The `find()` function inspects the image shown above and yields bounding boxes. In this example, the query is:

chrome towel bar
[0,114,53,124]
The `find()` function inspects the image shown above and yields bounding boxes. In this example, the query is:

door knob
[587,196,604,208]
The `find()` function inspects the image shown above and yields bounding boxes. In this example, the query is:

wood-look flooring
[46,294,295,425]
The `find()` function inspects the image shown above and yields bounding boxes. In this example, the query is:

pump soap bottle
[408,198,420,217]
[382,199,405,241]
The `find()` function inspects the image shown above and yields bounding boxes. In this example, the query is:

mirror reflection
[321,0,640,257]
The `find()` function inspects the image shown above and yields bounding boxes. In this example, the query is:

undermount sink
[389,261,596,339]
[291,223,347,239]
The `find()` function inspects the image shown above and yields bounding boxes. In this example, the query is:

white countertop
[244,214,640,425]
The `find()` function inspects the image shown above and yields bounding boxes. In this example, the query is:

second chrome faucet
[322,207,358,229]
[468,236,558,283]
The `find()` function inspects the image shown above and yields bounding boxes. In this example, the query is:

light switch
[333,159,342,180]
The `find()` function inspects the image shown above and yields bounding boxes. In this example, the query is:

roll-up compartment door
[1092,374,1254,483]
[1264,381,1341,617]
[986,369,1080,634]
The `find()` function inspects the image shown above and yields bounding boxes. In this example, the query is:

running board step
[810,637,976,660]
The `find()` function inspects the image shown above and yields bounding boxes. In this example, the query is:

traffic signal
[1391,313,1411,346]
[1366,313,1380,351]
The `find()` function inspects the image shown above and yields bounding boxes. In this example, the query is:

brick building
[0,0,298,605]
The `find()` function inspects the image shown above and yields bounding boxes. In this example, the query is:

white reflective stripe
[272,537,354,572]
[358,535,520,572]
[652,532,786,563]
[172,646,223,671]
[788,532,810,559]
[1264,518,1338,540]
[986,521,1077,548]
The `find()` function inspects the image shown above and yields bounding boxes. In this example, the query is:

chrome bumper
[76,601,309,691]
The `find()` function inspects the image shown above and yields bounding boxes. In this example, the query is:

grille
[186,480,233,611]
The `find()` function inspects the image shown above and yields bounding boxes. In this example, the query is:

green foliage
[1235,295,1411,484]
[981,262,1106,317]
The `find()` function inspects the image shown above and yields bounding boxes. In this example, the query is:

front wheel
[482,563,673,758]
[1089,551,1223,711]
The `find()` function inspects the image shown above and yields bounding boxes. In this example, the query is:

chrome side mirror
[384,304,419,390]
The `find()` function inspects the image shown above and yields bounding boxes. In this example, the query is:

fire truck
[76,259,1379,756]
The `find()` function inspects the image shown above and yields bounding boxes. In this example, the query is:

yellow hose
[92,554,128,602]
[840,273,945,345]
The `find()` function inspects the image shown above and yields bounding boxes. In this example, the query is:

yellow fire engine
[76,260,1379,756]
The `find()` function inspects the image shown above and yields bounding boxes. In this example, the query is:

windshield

**What the exercise asks**
Copy the data above exactly. Every line must be included.

**Output**
The `find()` function inspects the image shown above and yields bounding boxes. In this example, the query is:

chrome towel bar
[0,114,53,124]
The `find()` function inspects the image shown above and yields bounding boxes. In this example, the query is:

door knob
[587,196,604,208]
The `find()` function inspects the image shown above and yields bounding boxes. In this example, the query is:

wood-look flooring
[46,294,295,425]
The `find()` function inspects the image shown above and yields bounding boxes. In this example, the query is:

pump soap bottle
[408,198,420,217]
[382,199,405,241]
The `find()` function inspects the image shown above and yields bounding boxes. In this example, the query is:

mirror reflection
[321,0,640,257]
The `find()` function inspects the image shown above and yields bounding boxes. In this example, the query is:

undermount sink
[389,261,596,339]
[291,223,347,239]
The `find()` function inspects the image shown above and yields bounding boxes. In this example, the query is:

white countertop
[244,214,640,425]
The `find()` function inspects the image shown above and yields bounding boxes. In this example, the query is:

second chrome faucet
[322,207,358,229]
[468,236,558,283]
The `find()` function inspects the image shown above and yields bounding boxes. In this example, the query is:

light switch
[333,159,342,180]
The `find()` function inspects the image shown above and yields bounding boxes. In this example, the query is:

roll-up compartment door
[1092,374,1254,483]
[1264,381,1341,617]
[986,369,1080,634]
The `find()` function inspects the image shown above and yields bounding boxes. In this example, the query is:

running board step
[810,637,976,660]
The `find()` function inspects the image shown above and yields bounding boxes. In this example, the query is:

traffic signal
[1391,313,1411,346]
[1366,313,1380,351]
The `find()` function inspects the image shown above and yields bounding boxes. In this example, the query is:

brick building
[0,0,298,605]
The `find()` function inspects the image shown above and yields bounding boxes. In this example, the query is:

white reflective stripe
[272,537,354,572]
[358,535,520,572]
[652,532,786,563]
[172,646,223,671]
[788,532,810,559]
[1264,518,1338,540]
[986,521,1077,548]
The `find()` function inspects the image shown above and yields bounding boxes. In this example, the query is:

chrome bumper
[76,601,309,691]
The `find()` function inspects the image shown above and yields bounding boxes. In this example, the query is:

grille
[186,480,233,611]
The `find()` function inspects the image shown above and yields bounding boxes. In this example, the query is:

green foliage
[1235,295,1411,484]
[981,262,1106,317]
The `find()` function inspects the image shown above and yields bounding boxes. In this example, the query is:

front wheel
[482,563,673,758]
[1089,551,1223,711]
The `find()` function inspects the image shown above and yields bounding boxes. In this example, the query is:

chrome side mirror
[384,304,419,390]
The `find()` function inspects the image shown above and yields bounding boxes. In this example, the query is:

fire truck
[76,259,1379,756]
The `find()` function inspects the image shown above and yields bounding boxes. In this example, the query is:

yellow hose
[92,554,128,602]
[840,273,945,345]
The `find()` function inspects the image shown above and yields bounding boxes. In this example, the query is:

yellow fire engine
[76,260,1379,756]
The `find()` function inspects the image shown above and yields bounding boxes. In this example, the query is:

windshield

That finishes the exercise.